__SELECTED TEXT__
Actually it is *or *French* or* Dutch. History has proven that *mixed
situations leads to French only* after less than 2 generations.

The positive thing. Walloon politicians started acquiring some Dutch since
10-15 years and are becoming able to say a few things in Dutch on Flemish
TV. The effect is that Dutch is no longer dealt with as a farmer's language.
Quite some French-language speakers regret that they cannot speak the first
language of this country. The most frustrating thing for me is seeing on
TV interviews of teachers of Dutch in the French system. It's often
difficult to understand what language they are speaking. So quite some
non-Dutch speakers are sending their kids to schools of the Flemish network
in Brussels, pushing Flemish kids often into a minority position in their
own school.

Btw there is a large German school in Wezembeek-Oppem, a Flemish outskirt
municipality with facilities, momentarily with virtually French-only in the
streets:
http://www.dsbruessel.be/

Regards,
Roger

----------

From: R. F. Hahn <sassisch at yahoo.com
Subject: Language varieties

Thanks for all that, Roger.

Not much of a surprise in the French news, I'm afraid.

As for Belgium, aren't French and Dutch mandatory school subjects all over
the country and, if not, ought they not be? While this may not make much of
a difference among those that are adults now, it would make a difference in
the future.

The situation would then be as in Norway, where schooling in (majority)
Dano-Norwegian and (minority) Neo-Norwegian is mandatory for all, so that
there's one non-native national language to be learned by everyone.
Similarly, unless it has changed lately, all Fins have some schooling in
Finnish and Swedish, the two national languages.

__GIVEN INFORMATION__

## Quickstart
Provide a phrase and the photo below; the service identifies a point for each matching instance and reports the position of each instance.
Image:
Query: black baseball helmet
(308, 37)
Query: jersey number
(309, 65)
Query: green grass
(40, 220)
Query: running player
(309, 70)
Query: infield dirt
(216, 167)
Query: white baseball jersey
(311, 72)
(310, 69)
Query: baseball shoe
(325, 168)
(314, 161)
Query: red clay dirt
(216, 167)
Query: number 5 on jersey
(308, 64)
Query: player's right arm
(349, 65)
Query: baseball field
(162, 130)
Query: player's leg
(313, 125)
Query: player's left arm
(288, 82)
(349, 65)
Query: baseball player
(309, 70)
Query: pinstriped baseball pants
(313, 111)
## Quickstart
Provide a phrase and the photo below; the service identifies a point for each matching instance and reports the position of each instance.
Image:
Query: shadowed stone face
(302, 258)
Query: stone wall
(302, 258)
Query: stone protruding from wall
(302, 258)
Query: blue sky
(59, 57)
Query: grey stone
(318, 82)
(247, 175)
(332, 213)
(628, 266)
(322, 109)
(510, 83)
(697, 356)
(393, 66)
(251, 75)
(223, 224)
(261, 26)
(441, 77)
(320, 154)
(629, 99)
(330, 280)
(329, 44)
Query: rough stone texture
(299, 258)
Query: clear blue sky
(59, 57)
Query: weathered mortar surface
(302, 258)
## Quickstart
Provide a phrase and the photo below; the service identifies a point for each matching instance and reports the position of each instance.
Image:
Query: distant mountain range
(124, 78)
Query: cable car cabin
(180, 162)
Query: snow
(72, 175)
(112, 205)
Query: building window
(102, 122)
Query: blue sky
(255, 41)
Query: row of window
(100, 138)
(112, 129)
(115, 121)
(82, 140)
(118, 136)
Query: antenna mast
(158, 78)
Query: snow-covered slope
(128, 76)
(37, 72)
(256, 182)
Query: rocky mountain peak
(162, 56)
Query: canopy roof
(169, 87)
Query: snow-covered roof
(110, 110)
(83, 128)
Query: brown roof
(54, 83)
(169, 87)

==

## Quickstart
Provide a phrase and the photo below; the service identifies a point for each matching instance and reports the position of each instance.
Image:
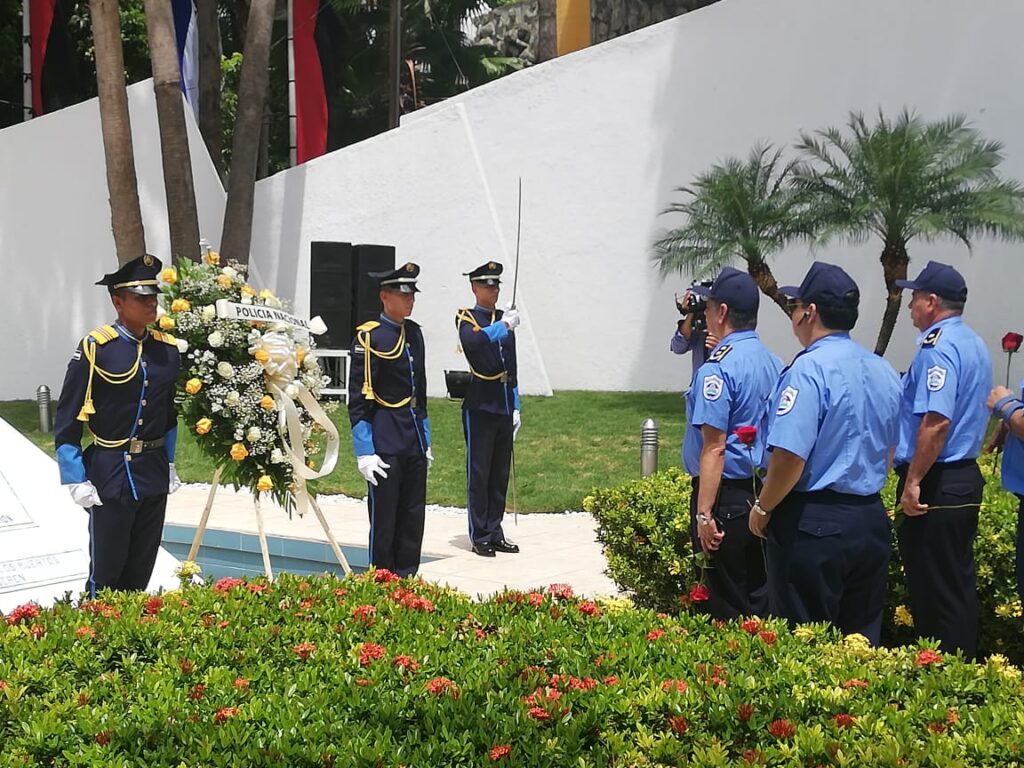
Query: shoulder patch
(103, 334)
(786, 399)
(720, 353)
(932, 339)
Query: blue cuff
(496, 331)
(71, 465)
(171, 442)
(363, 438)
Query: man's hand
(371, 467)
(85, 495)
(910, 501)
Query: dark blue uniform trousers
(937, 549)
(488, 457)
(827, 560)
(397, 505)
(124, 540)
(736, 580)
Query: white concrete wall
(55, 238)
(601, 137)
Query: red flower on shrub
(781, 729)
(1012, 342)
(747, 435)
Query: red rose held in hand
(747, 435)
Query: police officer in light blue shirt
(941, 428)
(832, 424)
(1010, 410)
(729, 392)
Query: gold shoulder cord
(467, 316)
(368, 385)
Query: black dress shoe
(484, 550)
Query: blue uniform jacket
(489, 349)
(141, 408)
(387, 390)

--

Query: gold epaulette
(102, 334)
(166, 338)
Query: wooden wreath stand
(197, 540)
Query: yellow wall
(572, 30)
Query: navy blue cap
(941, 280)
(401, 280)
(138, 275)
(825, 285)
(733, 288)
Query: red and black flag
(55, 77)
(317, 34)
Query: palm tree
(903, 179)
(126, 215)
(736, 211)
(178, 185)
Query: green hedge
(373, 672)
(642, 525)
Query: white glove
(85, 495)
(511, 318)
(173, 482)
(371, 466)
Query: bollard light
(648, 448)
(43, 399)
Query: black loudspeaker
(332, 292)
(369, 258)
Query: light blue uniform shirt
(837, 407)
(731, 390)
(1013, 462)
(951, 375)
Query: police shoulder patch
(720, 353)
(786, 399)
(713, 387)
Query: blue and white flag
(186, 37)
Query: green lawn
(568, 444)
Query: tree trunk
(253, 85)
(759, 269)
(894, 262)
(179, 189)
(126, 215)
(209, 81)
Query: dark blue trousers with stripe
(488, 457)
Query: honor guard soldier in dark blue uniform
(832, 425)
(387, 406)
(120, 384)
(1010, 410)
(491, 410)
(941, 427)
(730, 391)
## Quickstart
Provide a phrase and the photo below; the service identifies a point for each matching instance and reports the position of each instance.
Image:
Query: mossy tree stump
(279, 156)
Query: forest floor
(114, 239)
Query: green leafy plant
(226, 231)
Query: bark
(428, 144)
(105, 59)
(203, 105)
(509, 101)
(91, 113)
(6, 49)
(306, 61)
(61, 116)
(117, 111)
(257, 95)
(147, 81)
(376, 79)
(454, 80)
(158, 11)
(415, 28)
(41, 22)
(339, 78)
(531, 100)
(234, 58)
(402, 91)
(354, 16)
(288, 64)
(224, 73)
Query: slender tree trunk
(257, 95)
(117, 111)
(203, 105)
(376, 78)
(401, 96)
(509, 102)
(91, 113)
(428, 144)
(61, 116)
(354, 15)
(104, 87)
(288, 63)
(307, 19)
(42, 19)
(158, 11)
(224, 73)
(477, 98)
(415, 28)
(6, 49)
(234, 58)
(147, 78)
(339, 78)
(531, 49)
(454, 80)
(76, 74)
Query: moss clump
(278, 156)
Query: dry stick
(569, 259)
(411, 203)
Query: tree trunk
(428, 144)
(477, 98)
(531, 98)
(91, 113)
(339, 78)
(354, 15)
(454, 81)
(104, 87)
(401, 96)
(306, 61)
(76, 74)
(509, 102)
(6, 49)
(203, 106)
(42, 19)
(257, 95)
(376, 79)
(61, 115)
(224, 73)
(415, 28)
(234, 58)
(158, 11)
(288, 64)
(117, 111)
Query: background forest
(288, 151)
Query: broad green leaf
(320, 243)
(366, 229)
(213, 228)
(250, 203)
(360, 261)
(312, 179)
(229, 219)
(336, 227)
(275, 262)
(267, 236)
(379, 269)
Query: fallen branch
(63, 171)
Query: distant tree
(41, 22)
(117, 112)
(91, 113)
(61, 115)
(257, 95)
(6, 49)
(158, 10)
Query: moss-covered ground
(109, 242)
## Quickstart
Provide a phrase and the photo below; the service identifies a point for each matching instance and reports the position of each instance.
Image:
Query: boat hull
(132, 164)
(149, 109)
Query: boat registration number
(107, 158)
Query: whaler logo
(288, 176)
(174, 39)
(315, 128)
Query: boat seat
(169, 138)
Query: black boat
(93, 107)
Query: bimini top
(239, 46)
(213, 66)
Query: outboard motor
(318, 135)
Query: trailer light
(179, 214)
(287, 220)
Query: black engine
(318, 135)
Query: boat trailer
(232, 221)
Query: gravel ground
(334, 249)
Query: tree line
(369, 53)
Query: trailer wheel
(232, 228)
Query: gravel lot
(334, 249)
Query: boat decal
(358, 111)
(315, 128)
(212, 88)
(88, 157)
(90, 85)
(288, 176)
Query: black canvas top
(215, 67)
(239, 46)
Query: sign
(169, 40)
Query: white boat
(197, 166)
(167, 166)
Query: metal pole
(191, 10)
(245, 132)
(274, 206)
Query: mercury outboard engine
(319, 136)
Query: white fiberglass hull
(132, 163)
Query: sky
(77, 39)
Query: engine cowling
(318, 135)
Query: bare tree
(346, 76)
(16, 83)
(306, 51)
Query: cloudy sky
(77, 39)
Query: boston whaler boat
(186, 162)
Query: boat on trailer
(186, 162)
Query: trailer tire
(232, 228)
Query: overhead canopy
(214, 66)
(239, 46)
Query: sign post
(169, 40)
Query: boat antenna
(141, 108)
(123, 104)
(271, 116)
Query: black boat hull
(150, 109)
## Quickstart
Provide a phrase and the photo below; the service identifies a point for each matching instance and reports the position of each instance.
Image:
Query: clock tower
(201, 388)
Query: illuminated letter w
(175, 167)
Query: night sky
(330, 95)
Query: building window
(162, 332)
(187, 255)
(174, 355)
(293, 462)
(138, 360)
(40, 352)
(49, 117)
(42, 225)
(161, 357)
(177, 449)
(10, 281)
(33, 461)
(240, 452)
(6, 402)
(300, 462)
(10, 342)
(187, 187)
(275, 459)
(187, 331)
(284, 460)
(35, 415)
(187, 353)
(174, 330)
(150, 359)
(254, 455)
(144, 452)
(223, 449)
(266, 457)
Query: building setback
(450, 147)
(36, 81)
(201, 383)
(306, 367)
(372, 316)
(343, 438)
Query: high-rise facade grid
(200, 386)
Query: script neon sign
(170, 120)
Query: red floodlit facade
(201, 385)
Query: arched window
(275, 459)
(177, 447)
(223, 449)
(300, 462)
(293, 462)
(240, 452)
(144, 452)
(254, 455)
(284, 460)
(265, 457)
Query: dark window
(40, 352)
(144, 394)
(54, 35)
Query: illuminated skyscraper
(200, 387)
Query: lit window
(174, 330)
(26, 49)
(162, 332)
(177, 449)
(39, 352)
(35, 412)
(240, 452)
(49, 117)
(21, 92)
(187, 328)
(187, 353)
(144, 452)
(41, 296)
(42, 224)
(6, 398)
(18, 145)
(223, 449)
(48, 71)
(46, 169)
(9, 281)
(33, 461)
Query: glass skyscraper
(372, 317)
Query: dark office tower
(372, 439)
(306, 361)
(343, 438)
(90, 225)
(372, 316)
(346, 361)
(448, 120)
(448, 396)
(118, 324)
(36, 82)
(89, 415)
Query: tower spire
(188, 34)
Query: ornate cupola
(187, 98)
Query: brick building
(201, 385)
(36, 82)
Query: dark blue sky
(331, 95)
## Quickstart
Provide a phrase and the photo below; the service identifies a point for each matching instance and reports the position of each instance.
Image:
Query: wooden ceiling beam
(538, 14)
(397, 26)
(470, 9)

__DIRECTIONS FOR THIS TASK__
Continue the email exchange on language use in Belgium, starting right after its last sentence.

__WRITTEN REPLY__
In the case of the German-speaking area of Belgium this would mean
*two*national languages to be learned non-natively, just as Sami
people of Norway
and Finland have to learn Finnish and Swedish non-natively. In these cases I
would hope to see a regional educational requirement that makes German
mandatory for everyone in that part of Belgium and Sami mandatory for
everyone living in regions in which Sami is official. Similarly, both
Frisian and Dutch ought to be required of everyone living in *Fryslân and in
officially Frisian-speaking areas of Groningen.

At the same time, people ought to be educated away from seeing this as a
burden toward seeing it as a privilege and a useful extra skill. This could
be enhanced by paying workers a language bonus if they are conversant in
another national language, and another one for English if this is relevant.
(This is done for instance in California where you go up one rung on the pay
scale if you can use Spanish in working with the public, in relevant places
also for predominant immigrant languages such as Mandarin, Cantonese, Khmer,
Lao, Russian, Somali, Amharic or Tigrinya.)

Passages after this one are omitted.